TEXT EXCERPT
◇ ◇ ◇ ◇ ◇
The family of Taofeek Adetona has been trying to have their own babies for 10 years, all to no avail.
They have considered seeking medical intervention but the thought of what Islam stipulates concerning conceiving through assisted reproductive technology (ART) has made them reluctant.
Just as the Adetona’s are yet to make up their mind, Oyenike Bankole, a Christian waited for 17 years before she eventually became a mother.
The mother of four, who started in vitro fertilization (IVF) in 2002, believe her religion does not discourage her from trying to conceive through other means.
Although different religions have divergent views on seeking medical help to have children, the practice in itself is not new as it has been in existence for four decades.
Basically, ART is used to treat infertility. It includes fertility treatments that handle both a woman’s egg and a man’s sperm.
It works by extracting eggs from a woman’s body. The eggs are fertilised with sperm to make embryos, which become foetuses.
The embryos are then put back in the woman’s body. ART involves procedures such as IVF, intracytoplasmic sperm injection, cryopreservation of gametes or embryos, and the use of fertility medication.
In an article published by rbmo journal, over eight million IVF children have been born in the last 40 years, and over 2.5 million cycles are performed every year, resulting in over 500,000 deliveries annually.
The two major religions in Nigeria, Christianity and Islam both have different opinions regarding conceiving through technology.
The Chief Missioner of NASFAT, an Islamic organization in Nigeria, Imam AbdulAzeez Onike has said recently, “Nothing in Islam says a woman cannot get pregnant through ART as our religion is not against it, but Islam prohibits abuse of the practice. As such, Islam frowns upon IVF for a single parent or bisexuals. In order to protect the family lineage, Islamic religion supports artificial insemination by the husband (AIH) and prohibits artificial insemination by donor (AID).”
Explaining how religion and ART intertwine, Imam Onike mentioned that in ART practice, Islam prohibits three options as it involves third parties: surrogacy, egg donation and AID.
In a webinar, Onike told hundreds of Muslims, “Not everyone will have a child but you can have faith that you will have your own kids. Seek medical care, don’t lose hope, make efforts but do it in the halal way if you are having problems with having your own kids.”
According to the Imam, certain conditions must be met before a couple decides to have children through IVF.
“The sperm must come from the man, carried out by medical personnel, it must not be abused, it must not be done for child selection and there should be no third-party intrusion.”
An elderly Muslim man who has done IVF for conception with his wife, Lateef Sanbe recounted, “From experience, I could remember that 15 years ago, we were with one of our doctors and after series of tests, we were told nothing is wrong with us and we were advised to consider going for IVF. We had to go for it in Ilorin considering our age. What I know is that there is no condition that is enforceable on a couple in a fertility clinic as their consent is paramount. The clinic will only do what the couple agrees on.
◇ ◇ ◇ ◇ ◇
(Stored items)

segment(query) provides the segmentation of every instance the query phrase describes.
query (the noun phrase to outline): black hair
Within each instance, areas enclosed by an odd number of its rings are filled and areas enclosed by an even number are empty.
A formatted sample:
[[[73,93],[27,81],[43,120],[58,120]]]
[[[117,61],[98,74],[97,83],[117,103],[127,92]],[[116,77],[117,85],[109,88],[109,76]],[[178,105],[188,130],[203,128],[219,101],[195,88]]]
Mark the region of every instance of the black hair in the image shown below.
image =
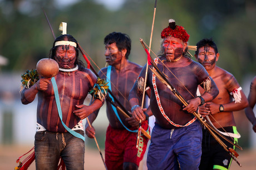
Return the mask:
[[[131,40],[129,36],[120,32],[112,32],[104,38],[104,44],[111,44],[116,43],[116,47],[119,51],[122,49],[126,49],[125,58],[128,59],[131,51]]]
[[[57,37],[56,39],[55,39],[53,42],[53,45],[52,45],[52,48],[50,49],[50,51],[49,58],[53,60],[55,60],[55,56],[56,55],[57,48],[60,46],[60,45],[55,46],[55,43],[56,42],[66,40],[67,38],[68,41],[75,42],[76,43],[76,48],[74,47],[75,49],[76,50],[76,61],[75,61],[75,65],[76,65],[76,64],[77,64],[77,65],[78,66],[78,70],[81,70],[83,68],[85,68],[85,64],[80,60],[80,59],[78,57],[79,50],[78,50],[78,44],[77,43],[77,41],[75,39],[75,38],[73,37],[73,36],[71,35],[68,35],[68,34],[61,35]]]
[[[164,38],[162,40],[162,41],[161,42],[160,49],[159,51],[157,53],[157,55],[159,56],[164,56],[165,55],[165,50],[164,50],[164,39],[165,39]],[[189,54],[189,50],[188,49],[188,47],[186,47],[186,48],[185,49],[185,50],[183,52],[183,53],[182,54],[182,55],[184,56],[185,56],[185,58],[188,58],[189,61],[191,60],[191,57],[190,57],[191,55]]]
[[[214,43],[214,42],[212,38],[208,39],[208,38],[205,38],[203,39],[200,40],[198,43],[196,43],[196,47],[197,49],[196,51],[195,51],[195,54],[198,55],[198,53],[199,53],[199,48],[203,47],[205,46],[209,46],[211,47],[214,49],[214,51],[215,52],[215,54],[218,53],[218,48],[217,45],[216,44]]]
◇ ◇ ◇ ◇ ◇
EXERCISE INSTRUCTIONS
1 - In the article on religion and assisted reproduction, how many years did Oyenike Bankole wait before she became a mother?
2 - Reproduce word for word the passage of the article on religion and assisted reproduction starting at "They have considered" and ending at "for four decades.".

ANSWER SET
1 - She waited 17 years.

2 -
They have considered seeking medical intervention but the thought of what Islam stipulates concerning conceiving through assisted reproductive technology (ART) has made them reluctant.
Just as the Adetona’s are yet to make up their mind, Oyenike Bankole, a Christian waited for 17 years before she eventually became a mother.
The mother of four, who started in vitro fertilization (IVF) in 2002, believe her religion does not discourage her from trying to conceive through other means.
Although different religions have divergent views on seeking medical help to have children, the practice in itself is not new as it has been in existence for four decades.